The PRD and technical plan is located in memory_mcp_server_prd.md
This is an MCP (Model Context Protocol) server that provides long-term memory capabilities for AI agents, enabling persistent storage, retrieval, and semantic search of contextual memories across sessions.
All project tasks, milestones, and epics are maintained via GitHub issues in the repository, using the GitHub MCP server for automation and tracking. The local TODO.md is used as a reference and synchronized with GitHub issues as needed.
Each issue must include a hierarchy block at the top of its description, formatted as follows:
For Milestone issues (top-level):
Parent:
Project: <project_link>
Children:
- <child_issue_link>
Related to:
- <related_issue_link>
For Epic issues (phase-level):
Parent: <parent_issue_link>
Project: <project_link>
Children:
- <child_issue_link>
Depends On:
- <prerequisite_issue_link>
Checklist tasks for the epic should be listed below this block.
- Create all new tasks, milestones, and epics as GitHub issues.
- Add the hierarchy block to each issue as described above.
- Link parent/child issues and project as appropriate.
- Use the GitHub MCP server to automate issue creation, updates, and tracking.
- Do not use TODO.md for new tasks; migrate any remaining items to issues.
- Keep checklists and progress in the issue body for visibility.
- For Epic issues, always include a link to the previous phase's issue in the 'Depends On' field to indicate dependency order.
- At the start of each milestone, update the top section to identify the milestone, expected outcome, and link to the milestone issue.
- Group all tasks by their Epic issue, including a link to each Epic issue.
- Keep task status (checked/unchecked) in sync with GitHub issues.
- Updates should flow both ways: from GitHub issues into TODO.md, and from TODO.md into GitHub issues.
- When a new milestone begins, archive or move the previous milestone's tasks as needed.
- Use this file as a local reference and synchronization point for milestone progress.
This process ensures all work is visible, organized, and tracked in the GitHub project and issues.
To use the MCP Memory Server as a memory backend for your agent, configure your agent or development environment to connect to the server's MCP endpoint.
Create or update your
mcp.json
file (location: VS Code user settings or agent config directory):
{
"servers": {
"MCP Memory Server": {
"url": "http://localhost:8139/mcp/",
"type": "http"
}
},
"inputs": []
}
{
"MCP Memory Server": {
"url": "http://localhost:8139/mcp/"
}
}
- Ensure the MCP server is running locally (
uv run mcp-memory-server
).
- Update the endpoint if running on a different host or port.
Notes:
- Agents may require a restart after changing environment variables or config files.
- If running in a container or remote environment, update the endpoint to match your network setup.

§ **Written task A**
Decide whether each statement agrees with the memory server page, answering yes or no and quoting the words that settle it: (i) the example mcp.json points to port 8139 on localhost; (ii) TODO.md should be used for new tasks; (iii) Epic issues should link to the previous phase's issue in the 'Depends On' field.
§ **Written task B**
According to the memory server page, what command runs the MCP server locally?
§ **Written task C**
Retype the part of the memory server page between "- Keep checklists" and "the milestone issue.", inclusive.
The data after this point comes from a separate source, not from the memory server page.

§ **Given information**
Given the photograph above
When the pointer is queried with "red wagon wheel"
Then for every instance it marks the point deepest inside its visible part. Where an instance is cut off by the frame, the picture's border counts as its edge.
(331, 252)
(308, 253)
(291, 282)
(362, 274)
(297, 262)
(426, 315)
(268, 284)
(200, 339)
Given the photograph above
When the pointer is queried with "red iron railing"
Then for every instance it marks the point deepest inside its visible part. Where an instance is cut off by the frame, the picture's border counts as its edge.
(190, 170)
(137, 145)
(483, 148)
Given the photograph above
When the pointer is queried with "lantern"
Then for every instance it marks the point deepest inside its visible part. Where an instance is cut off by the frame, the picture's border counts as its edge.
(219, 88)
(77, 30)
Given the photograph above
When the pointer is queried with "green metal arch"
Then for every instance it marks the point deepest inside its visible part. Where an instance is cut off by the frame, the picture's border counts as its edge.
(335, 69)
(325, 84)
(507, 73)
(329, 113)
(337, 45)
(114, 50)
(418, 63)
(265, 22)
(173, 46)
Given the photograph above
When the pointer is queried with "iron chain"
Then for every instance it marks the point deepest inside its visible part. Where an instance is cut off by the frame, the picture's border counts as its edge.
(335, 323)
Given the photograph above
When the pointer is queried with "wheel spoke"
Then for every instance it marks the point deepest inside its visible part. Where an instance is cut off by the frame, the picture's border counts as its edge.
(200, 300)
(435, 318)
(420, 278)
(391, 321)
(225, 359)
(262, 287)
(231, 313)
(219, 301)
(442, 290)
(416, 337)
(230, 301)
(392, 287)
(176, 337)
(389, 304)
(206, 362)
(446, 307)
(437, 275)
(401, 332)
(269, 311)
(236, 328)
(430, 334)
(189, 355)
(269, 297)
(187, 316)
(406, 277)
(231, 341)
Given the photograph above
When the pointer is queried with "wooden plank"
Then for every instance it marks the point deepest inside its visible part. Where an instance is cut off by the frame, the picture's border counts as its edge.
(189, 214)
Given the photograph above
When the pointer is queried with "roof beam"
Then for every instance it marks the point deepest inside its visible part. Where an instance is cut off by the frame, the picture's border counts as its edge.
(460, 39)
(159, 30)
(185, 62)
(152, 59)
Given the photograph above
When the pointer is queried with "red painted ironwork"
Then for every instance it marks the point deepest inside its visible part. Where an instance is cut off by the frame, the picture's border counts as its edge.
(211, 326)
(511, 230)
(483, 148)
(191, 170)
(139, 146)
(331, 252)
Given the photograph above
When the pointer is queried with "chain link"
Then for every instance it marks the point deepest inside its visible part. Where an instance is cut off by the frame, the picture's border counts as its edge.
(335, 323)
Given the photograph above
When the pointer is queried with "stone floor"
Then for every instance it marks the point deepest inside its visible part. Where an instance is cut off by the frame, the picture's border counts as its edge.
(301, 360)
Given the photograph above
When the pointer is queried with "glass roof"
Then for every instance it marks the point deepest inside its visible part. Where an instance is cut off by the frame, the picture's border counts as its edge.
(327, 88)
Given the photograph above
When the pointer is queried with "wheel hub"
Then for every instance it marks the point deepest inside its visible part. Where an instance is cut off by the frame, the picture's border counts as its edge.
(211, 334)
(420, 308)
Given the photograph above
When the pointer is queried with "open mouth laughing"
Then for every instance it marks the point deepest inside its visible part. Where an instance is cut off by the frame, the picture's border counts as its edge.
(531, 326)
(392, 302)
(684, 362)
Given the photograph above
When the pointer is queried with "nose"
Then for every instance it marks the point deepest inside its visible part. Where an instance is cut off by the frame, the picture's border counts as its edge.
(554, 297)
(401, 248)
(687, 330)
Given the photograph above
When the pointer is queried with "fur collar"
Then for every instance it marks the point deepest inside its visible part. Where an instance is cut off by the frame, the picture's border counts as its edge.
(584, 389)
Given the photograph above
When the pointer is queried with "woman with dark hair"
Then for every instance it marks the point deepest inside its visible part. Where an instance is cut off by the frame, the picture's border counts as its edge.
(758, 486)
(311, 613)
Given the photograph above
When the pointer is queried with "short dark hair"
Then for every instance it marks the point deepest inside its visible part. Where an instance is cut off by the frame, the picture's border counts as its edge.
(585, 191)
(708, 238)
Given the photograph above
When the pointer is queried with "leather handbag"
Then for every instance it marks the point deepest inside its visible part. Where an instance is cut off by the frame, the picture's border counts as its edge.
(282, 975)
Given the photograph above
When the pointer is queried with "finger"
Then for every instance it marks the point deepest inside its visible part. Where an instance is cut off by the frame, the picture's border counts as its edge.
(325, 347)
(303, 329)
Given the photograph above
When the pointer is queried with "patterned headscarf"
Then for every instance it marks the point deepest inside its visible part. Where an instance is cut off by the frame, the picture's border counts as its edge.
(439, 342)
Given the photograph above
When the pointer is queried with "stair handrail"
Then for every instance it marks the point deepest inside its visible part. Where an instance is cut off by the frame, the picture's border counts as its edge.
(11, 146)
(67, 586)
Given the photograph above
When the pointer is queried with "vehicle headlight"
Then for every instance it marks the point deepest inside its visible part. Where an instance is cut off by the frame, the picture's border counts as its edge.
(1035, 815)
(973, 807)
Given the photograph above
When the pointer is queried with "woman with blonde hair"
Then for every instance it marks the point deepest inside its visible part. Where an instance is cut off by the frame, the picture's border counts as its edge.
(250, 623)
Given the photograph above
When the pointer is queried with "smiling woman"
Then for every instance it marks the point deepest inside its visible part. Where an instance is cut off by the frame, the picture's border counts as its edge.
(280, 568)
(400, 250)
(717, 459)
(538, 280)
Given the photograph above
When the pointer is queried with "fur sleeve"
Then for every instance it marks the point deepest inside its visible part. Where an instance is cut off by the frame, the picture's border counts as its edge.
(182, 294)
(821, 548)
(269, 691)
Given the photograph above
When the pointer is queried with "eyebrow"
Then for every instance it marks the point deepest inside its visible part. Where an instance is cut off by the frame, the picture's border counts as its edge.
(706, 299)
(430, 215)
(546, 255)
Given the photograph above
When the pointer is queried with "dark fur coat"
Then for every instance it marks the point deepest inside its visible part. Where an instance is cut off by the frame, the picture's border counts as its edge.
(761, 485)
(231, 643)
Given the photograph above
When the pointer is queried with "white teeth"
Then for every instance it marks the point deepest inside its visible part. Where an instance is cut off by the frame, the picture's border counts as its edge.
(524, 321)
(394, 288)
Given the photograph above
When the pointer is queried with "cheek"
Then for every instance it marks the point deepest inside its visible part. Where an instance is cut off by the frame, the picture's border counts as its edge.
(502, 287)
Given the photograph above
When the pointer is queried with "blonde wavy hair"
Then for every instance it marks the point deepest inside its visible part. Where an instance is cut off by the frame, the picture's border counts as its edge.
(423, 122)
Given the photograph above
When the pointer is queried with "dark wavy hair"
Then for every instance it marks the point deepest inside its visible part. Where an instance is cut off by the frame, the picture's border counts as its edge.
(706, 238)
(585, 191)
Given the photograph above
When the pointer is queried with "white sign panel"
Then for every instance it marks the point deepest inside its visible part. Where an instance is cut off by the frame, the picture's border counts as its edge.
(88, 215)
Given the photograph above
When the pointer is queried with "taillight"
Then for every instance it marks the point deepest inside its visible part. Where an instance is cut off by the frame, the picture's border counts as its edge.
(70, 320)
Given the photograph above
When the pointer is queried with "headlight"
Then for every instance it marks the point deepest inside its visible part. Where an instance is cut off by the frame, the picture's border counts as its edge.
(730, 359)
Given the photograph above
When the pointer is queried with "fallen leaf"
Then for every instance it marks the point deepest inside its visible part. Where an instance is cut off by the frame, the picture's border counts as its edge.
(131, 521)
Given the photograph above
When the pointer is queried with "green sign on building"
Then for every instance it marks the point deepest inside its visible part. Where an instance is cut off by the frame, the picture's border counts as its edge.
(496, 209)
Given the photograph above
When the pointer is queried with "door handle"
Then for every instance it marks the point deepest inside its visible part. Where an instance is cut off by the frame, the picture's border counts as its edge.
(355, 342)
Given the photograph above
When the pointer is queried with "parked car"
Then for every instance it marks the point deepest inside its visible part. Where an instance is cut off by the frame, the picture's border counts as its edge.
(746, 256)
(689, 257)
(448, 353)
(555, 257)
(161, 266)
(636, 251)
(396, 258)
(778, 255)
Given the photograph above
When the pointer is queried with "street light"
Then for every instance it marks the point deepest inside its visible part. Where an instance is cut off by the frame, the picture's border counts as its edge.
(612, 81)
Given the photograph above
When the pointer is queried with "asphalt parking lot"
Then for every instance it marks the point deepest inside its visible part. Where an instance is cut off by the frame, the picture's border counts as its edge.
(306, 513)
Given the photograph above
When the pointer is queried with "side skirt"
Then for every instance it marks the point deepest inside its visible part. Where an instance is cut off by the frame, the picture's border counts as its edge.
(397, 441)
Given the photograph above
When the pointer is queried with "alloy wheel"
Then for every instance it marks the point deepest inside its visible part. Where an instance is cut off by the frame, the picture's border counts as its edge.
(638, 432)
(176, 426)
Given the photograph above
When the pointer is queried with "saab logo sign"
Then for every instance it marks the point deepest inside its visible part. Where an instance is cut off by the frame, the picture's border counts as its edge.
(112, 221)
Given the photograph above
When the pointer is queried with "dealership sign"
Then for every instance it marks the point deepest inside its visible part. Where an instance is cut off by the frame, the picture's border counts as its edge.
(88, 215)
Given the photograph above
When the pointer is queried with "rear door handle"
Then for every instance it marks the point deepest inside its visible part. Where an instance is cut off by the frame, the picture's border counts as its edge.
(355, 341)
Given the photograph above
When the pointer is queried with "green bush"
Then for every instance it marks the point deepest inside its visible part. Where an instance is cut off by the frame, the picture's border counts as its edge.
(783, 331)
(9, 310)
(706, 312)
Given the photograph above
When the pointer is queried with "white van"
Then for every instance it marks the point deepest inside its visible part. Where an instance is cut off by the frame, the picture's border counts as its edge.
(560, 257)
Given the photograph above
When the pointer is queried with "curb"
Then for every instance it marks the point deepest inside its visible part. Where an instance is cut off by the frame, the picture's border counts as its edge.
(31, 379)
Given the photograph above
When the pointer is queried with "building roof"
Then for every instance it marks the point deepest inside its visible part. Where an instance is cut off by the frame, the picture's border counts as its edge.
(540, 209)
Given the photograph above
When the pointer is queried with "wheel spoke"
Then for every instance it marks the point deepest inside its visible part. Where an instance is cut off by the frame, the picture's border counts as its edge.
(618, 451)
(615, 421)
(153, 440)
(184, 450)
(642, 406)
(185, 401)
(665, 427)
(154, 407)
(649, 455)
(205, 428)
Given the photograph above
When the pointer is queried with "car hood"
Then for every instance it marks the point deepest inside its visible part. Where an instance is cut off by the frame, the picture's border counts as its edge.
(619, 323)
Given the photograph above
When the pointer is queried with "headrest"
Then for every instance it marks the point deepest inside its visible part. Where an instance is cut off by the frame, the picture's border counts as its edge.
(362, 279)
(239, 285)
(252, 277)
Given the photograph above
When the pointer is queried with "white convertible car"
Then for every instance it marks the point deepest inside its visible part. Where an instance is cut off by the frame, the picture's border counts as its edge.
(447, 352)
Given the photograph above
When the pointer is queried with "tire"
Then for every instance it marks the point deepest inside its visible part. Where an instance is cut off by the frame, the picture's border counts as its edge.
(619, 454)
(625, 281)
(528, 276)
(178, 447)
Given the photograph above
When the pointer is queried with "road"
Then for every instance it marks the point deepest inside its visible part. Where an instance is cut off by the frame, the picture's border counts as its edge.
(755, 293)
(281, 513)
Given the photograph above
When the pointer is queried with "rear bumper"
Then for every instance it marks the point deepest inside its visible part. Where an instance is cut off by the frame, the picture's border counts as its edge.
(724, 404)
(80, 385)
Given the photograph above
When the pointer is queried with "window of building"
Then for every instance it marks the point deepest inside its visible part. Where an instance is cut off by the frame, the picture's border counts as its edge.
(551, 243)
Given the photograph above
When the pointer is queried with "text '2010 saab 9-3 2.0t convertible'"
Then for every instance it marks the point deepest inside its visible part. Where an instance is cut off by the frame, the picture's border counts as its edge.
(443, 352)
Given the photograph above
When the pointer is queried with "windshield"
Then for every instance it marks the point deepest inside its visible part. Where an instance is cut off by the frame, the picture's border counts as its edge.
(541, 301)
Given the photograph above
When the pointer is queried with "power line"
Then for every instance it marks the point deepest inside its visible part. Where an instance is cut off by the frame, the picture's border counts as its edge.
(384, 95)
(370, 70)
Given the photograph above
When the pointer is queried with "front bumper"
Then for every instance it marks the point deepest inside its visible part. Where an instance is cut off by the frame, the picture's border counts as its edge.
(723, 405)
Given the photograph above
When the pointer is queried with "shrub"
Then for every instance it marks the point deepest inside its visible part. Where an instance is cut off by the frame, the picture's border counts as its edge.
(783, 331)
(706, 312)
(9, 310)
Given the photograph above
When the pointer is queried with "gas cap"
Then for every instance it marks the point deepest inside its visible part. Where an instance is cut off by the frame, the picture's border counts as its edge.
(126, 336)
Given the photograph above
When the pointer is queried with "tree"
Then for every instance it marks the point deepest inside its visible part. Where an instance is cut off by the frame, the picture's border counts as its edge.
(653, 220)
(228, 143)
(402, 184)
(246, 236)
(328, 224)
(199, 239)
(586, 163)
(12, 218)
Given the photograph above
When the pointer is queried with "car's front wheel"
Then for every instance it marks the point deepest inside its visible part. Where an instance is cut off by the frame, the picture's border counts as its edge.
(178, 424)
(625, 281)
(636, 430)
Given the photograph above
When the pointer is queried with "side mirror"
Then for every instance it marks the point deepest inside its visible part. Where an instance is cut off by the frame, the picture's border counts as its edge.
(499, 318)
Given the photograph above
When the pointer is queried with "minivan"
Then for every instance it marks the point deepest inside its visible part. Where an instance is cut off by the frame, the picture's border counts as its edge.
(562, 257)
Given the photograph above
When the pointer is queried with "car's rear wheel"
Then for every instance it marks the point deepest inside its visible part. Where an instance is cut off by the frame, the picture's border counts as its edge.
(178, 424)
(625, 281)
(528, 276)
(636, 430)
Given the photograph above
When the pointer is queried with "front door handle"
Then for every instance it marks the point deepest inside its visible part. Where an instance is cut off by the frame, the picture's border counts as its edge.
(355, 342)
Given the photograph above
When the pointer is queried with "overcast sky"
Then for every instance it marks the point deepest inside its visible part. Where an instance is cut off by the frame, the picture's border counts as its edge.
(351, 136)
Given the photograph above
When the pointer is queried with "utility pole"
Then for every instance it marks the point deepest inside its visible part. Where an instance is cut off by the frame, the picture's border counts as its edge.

§ **Finished answer A**
(i) Yes: "http://localhost:8139/mcp/"
(ii) No: "Do not use TODO.md for new tasks; migrate any remaining items to issues."
(iii) Yes: "For Epic issues, always include a link to the previous phase's issue in the 'Depends On' field to indicate dependency order."

§ **Finished answer B**
uv run mcp-memory-server

§ **Finished answer C**
- Keep checklists and progress in the issue body for visibility.
- For Epic issues, always include a link to the previous phase's issue in the 'Depends On' field to indicate dependency order.
- At the start of each milestone, update the top section to identify the milestone, expected outcome, and link to the milestone issue.